Extracted records:

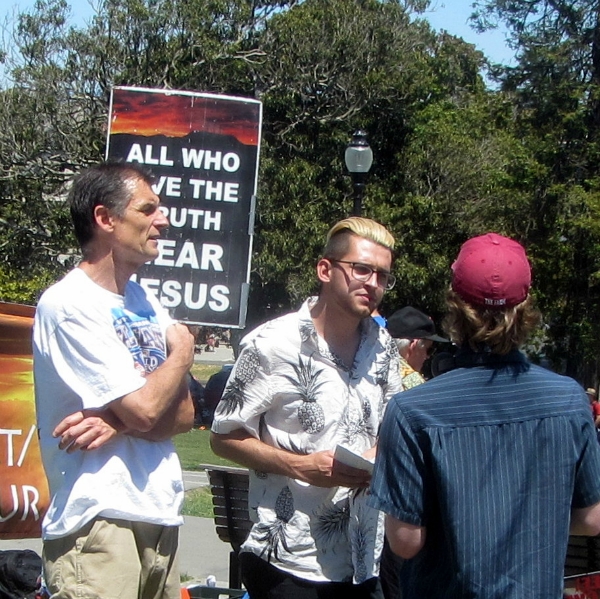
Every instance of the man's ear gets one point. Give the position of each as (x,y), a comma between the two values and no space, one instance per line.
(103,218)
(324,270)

* * *

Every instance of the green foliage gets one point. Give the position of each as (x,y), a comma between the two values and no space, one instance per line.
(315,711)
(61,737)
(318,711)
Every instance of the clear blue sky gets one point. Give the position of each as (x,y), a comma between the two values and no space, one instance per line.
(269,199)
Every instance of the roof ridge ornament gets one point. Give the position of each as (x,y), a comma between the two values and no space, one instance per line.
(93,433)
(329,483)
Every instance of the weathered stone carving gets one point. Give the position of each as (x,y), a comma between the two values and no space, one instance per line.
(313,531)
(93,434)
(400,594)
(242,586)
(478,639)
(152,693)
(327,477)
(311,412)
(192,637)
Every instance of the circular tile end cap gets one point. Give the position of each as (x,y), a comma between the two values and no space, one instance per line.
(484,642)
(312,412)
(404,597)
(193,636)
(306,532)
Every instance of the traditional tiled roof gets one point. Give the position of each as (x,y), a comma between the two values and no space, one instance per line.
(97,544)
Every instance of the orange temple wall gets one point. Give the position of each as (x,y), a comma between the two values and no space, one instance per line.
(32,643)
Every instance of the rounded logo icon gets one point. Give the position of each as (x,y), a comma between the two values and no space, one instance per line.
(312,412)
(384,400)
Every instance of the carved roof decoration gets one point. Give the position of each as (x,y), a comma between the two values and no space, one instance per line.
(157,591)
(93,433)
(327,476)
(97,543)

To be done: Return every line from the items above that contains the word "roof".

Worked answer:
Every instance of the roof ridge ornament gets one point. Give the position of each as (x,y), a comma between the two values and no space, one instance per line.
Every instance of the traditional tiled roof gets one point. Give the position of each as (x,y), a comma between the two values and no space, one instance per line.
Every instance of the carved roof decoration gets one point. Give the position of each as (x,y), a comma between the two values and no space, one instance per line.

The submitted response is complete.